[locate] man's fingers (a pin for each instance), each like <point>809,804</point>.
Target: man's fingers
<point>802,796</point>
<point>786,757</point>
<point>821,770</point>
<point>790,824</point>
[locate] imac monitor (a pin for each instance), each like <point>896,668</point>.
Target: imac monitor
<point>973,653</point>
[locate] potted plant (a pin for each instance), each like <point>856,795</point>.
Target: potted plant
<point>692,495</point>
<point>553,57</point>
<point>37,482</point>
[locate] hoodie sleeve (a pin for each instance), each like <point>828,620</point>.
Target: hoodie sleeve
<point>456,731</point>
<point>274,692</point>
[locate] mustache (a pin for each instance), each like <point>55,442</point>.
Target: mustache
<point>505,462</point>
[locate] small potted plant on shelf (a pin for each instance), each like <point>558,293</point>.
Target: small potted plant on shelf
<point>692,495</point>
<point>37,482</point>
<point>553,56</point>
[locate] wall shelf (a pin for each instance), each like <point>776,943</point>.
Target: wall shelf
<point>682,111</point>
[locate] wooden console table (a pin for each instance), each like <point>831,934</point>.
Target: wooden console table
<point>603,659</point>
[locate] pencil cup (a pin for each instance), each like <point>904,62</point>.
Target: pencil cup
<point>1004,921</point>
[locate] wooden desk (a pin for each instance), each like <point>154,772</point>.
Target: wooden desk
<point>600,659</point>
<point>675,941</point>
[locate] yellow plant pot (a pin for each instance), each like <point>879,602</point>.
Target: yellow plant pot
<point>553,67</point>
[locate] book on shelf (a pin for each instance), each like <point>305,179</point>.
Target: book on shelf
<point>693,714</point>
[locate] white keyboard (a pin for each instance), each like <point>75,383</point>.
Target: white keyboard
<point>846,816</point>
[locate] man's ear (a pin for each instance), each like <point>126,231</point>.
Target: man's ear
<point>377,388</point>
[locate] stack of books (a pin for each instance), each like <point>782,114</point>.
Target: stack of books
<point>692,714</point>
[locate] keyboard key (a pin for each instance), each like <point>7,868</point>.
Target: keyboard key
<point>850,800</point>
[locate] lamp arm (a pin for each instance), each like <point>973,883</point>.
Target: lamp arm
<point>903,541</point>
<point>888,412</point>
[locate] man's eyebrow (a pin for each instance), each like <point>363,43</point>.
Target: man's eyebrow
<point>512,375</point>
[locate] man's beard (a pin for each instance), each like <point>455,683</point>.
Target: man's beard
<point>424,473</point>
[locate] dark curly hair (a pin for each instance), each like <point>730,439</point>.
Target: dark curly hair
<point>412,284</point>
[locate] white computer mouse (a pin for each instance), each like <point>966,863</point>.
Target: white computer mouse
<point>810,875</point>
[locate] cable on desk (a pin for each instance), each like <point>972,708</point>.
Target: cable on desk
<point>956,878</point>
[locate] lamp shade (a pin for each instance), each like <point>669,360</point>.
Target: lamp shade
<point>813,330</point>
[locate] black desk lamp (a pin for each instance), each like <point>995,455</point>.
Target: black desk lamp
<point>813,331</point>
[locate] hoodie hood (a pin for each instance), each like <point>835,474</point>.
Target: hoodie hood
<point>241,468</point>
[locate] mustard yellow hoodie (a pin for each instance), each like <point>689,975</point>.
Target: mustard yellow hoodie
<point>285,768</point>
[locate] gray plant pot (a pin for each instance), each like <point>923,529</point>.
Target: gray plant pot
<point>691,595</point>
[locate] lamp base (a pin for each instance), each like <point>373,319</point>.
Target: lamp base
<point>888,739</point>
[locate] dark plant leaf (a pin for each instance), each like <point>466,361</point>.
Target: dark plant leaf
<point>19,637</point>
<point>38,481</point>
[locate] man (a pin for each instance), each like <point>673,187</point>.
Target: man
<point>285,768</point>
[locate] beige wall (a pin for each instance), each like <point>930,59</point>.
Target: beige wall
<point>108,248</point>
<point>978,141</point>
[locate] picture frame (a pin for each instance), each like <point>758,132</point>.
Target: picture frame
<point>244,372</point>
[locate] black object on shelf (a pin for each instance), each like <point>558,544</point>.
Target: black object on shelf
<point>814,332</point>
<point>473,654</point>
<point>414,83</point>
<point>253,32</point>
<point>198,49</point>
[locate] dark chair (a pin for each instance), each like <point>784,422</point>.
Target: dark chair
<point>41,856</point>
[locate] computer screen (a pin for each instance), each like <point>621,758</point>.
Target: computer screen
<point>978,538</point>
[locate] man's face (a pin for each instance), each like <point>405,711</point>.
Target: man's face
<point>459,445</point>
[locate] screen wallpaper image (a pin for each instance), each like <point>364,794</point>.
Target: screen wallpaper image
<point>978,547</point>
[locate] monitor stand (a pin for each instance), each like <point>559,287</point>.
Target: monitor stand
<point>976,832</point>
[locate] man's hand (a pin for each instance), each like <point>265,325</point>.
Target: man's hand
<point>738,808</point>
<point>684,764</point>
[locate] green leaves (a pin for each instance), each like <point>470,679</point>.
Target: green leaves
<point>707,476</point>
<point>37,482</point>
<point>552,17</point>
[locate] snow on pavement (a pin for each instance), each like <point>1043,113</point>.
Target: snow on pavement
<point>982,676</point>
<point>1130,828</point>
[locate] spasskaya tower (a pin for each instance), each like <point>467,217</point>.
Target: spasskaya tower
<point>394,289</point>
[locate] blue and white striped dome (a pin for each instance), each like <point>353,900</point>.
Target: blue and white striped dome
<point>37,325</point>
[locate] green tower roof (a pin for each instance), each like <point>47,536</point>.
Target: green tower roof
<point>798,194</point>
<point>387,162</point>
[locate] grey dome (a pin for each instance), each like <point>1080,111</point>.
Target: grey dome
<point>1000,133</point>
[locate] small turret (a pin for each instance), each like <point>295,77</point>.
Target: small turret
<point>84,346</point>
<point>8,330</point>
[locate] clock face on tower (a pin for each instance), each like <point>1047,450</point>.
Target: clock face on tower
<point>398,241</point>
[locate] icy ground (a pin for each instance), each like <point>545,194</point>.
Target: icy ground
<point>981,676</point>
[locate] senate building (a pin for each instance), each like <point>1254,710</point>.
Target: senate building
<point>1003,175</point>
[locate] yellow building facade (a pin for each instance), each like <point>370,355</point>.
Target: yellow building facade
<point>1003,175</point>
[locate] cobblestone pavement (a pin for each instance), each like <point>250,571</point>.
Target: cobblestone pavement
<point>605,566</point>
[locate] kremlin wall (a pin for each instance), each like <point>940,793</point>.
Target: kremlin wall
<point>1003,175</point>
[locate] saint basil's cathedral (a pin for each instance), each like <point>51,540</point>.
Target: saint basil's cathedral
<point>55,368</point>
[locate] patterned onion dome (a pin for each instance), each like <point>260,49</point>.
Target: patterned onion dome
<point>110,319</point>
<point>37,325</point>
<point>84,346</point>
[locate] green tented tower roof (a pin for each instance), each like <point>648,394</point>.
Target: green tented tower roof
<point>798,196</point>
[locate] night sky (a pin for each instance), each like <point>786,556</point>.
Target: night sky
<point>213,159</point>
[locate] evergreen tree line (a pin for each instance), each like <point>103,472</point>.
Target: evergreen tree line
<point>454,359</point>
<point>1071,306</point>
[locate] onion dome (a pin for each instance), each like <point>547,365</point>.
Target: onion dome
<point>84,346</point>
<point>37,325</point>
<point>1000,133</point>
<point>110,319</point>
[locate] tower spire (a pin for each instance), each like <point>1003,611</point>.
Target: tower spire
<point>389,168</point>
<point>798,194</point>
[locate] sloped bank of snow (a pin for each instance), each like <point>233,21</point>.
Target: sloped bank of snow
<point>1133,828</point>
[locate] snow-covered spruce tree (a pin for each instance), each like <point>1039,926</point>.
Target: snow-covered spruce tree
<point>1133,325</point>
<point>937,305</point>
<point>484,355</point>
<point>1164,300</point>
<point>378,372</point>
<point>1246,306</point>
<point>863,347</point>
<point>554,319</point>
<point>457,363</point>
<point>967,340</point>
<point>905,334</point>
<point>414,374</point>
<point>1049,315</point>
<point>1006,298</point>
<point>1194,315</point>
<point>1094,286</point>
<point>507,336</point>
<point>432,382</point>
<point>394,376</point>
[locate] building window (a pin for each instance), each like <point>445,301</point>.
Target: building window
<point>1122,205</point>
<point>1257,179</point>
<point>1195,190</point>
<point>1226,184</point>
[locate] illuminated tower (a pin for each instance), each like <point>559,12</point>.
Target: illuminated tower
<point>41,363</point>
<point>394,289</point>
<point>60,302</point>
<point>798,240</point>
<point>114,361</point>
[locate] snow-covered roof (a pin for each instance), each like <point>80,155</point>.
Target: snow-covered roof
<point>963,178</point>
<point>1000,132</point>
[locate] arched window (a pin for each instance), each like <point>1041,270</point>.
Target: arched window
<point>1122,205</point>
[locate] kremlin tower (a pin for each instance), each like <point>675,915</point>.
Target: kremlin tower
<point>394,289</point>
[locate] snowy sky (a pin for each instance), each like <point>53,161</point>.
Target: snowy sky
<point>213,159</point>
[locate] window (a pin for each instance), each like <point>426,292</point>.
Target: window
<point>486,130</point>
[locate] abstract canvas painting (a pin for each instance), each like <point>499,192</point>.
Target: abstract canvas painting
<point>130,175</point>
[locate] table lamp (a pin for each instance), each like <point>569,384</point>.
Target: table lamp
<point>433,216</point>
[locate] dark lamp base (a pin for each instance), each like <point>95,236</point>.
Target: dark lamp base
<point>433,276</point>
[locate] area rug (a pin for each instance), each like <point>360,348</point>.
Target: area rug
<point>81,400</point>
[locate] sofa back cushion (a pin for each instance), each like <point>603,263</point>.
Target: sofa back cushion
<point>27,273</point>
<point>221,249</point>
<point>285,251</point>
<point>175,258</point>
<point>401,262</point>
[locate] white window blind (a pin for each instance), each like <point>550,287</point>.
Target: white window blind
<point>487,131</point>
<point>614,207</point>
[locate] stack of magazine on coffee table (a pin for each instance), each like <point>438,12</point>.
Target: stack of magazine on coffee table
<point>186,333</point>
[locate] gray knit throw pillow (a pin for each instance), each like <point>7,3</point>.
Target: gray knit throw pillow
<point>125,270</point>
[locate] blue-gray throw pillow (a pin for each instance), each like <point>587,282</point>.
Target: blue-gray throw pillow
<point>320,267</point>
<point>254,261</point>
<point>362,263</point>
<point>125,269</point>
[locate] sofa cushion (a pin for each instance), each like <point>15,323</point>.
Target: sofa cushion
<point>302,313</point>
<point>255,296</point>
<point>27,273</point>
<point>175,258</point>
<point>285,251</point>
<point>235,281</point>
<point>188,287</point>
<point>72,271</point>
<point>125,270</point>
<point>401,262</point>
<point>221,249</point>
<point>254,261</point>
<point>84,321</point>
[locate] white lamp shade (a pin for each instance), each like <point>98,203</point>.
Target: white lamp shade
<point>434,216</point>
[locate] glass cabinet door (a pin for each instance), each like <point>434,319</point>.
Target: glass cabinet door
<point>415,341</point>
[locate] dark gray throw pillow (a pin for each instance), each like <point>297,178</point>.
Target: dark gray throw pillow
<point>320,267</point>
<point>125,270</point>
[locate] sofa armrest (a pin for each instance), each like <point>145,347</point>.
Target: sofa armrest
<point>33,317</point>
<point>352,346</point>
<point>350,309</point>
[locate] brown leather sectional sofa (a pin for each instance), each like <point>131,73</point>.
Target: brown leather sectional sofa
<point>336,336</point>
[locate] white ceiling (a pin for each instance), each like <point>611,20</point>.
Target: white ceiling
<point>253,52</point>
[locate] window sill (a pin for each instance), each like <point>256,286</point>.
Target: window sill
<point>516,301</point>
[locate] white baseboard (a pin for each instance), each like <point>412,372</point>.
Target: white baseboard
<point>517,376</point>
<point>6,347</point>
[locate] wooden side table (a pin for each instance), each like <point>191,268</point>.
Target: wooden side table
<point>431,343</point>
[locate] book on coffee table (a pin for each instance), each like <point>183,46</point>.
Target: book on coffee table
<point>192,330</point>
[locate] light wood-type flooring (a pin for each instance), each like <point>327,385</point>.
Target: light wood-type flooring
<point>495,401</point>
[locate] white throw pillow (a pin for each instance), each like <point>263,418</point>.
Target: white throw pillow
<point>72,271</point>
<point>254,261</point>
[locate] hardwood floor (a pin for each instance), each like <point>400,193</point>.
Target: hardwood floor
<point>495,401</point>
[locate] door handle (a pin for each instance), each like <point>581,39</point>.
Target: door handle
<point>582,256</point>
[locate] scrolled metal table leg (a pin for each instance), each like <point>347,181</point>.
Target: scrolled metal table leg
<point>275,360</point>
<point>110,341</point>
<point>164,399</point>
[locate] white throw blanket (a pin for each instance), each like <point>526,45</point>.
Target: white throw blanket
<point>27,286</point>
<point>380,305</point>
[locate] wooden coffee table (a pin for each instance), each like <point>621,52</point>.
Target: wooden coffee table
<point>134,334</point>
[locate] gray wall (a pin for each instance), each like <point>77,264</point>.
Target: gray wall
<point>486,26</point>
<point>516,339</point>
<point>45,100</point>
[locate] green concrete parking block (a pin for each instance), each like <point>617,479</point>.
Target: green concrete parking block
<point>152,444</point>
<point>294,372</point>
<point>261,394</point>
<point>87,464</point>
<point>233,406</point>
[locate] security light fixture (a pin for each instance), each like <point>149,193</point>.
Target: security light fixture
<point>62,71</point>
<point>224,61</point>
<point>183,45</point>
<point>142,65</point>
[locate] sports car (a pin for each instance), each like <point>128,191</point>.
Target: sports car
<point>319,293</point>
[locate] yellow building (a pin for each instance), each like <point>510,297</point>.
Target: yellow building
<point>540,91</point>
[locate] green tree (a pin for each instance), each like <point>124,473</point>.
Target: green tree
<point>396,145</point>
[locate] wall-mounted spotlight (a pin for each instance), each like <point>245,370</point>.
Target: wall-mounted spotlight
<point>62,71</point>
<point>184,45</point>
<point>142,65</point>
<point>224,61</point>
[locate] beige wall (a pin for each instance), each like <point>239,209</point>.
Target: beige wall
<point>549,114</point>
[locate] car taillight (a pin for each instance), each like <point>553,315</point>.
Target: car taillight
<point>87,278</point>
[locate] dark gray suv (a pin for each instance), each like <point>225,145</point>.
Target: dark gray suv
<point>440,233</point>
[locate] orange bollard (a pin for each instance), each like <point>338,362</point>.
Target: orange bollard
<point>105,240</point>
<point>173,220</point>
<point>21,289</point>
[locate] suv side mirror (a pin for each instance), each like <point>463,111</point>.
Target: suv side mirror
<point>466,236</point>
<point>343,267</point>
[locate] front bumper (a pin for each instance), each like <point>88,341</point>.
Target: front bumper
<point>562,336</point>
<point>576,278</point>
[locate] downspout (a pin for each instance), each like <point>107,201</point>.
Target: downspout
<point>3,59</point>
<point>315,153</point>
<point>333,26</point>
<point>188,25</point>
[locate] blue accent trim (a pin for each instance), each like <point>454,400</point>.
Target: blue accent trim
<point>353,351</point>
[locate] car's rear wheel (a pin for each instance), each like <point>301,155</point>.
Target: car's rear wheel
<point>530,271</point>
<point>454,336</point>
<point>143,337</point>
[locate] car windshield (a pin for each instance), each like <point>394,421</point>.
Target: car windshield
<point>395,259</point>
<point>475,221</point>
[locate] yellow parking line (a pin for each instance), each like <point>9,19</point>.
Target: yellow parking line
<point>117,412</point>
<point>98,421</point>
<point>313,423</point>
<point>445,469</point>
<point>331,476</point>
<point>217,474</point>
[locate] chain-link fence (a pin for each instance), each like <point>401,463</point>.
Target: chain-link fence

--- Given request ---
Rewrite the records from the line with "[locate] tower spire" up to and including the line with "<point>1133,828</point>", changing "sloped" to "steep" and keeping everything else the same.

--- Answer to this problem ---
[locate] tower spire (a pin for each instance), each like <point>1003,611</point>.
Target: tower spire
<point>389,168</point>
<point>798,194</point>
[locate] steep bank of snow (a pin for each instance), each like <point>233,21</point>.
Target: steep bank of snow
<point>1133,828</point>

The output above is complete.